Instruksi Kerja:
(1) Ringkas paragraf teks tentang kemampuan mendengar sound yang diawali "Karena aku tak punya insting teknis" menjadi daftar poin. Pertahankan fakta-fakta utamanya.
(2) Lanjutkan teks tentang kemampuan mendengar sound dan teori musik, mulai setelah kalimat terakhirnya.

Teks yang Diberikan:
━━━━━━━━

Karena aku tak punya insting teknis atau teori musik, aku merasa bahwa aku bisa menciptakan lagu yang lebih baik dengan menambahkan kemampuan seperti “telinga Ken” (kemampuan mendengar sound). Contohnya, walau aku menganalisis setiap sound secara cermat, tetap saja pada akhirnya aku merasa mendengar dengan tidak jelas dan tidak spesifik. Jadi kadang-kadang, setelah diberitahu, aku baru menyadari, “Ah iya, bagian ini memang sound-nya agak berantakan”. Menurutku orang seperti Ken akan menyadarinya secara langsung. Tapi bagiku, aku tak bisa menyadari teknis musik, misalnya sound yang tabrakan, jadi menurutku aku akan lebih baik jika memiliki telinga seperti itu…Jika aku punya, aku rasa aku bisa seperti STING. STING adalah musisi ideal yang punya kemampuan teknis dan kemampuan menulis lagu. Dalam kasusku, aku menulis hanya dengan inspirasi, jadi modulasi chord-nya tidak rapi, dan aku bahkan tidak menyadarinya. Menurutku Kurt Cobain juga seperti itu. Di sisi lain, Ken berkata ia bisa memodulasi chord hanya jika dia berniat melakukannya. Jadi jika aku mengerti teori musik, lagu yang kuciptakan mungkin akan terdengar berbeda. Tapi jika aku mencoba melakukannya, aku harus mempelajari banyak hal, dan itu mungkin akan membosankan (LOL).

━━━━━━━━

Materi yang Disediakan:
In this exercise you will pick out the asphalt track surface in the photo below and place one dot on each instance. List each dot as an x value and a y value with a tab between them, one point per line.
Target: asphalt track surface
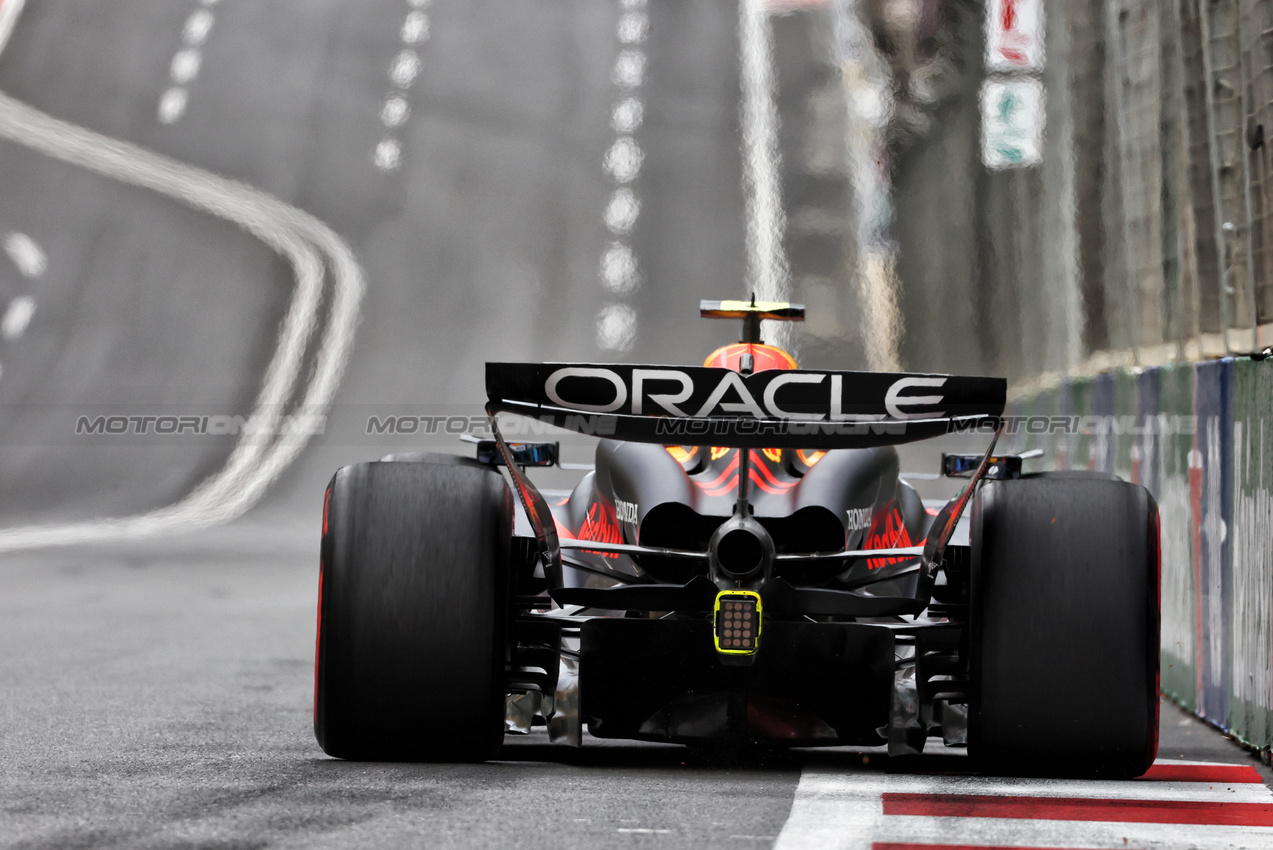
155	690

━━━━━━━━

Daftar Jawaban:
(1)
- Aku tak punya insting teknis atau teori musik, dan merasa bisa menciptakan lagu yang lebih baik dengan kemampuan seperti "telinga Ken" (kemampuan mendengar sound).
- Walau menganalisis setiap sound dengan cermat, aku tetap mendengar dengan tidak jelas dan tidak spesifik. Aku baru menyadari bagian yang sound-nya berantakan setelah diberitahu, sedangkan orang seperti Ken akan menyadarinya secara langsung.
- Dengan telinga seperti itu, aku rasa aku bisa seperti STING, musisi ideal yang punya kemampuan teknis dan kemampuan menulis lagu.
- Aku menulis hanya dengan inspirasi, sehingga modulasi chord-nya tidak rapi dan aku bahkan tidak menyadarinya. Menurutku Kurt Cobain juga seperti itu.
- Ken berkata ia bisa memodulasi chord hanya jika dia berniat melakukannya.
- Jika aku mengerti teori musik, laguku mungkin akan terdengar berbeda. Namun untuk itu aku harus mempelajari banyak hal, dan itu mungkin membosankan.

(2)
Aku merasa sedikit banyak paham yang dipikirkan orang-orang yang mendengarkan laguku. Aku juga lumayan bisa memperkirakan jumlah penjualan. Tapi secara pribadi, aku suka menulis lagu yang sulit diprediksi dan memperhatikan reaksi orang-orang. Tapi itu bukan berarti selera musikku sangat berbeda dengan orang-orang. Akupun sedikit banyak merasa bahwa lagu yang menurutku bagus akan diterima oleh masyarakat. Makanya, kemungkinan untuk mengambil risiko itu ada, dengan cara merilis lagu yang tidak seperti lagu-lagu yang masuk chart. Aku percaya selera musikku dan mempertaruhkannya. Well, walaupun bertaruh, bukan berarti aku pernah menang secara telak (LOL).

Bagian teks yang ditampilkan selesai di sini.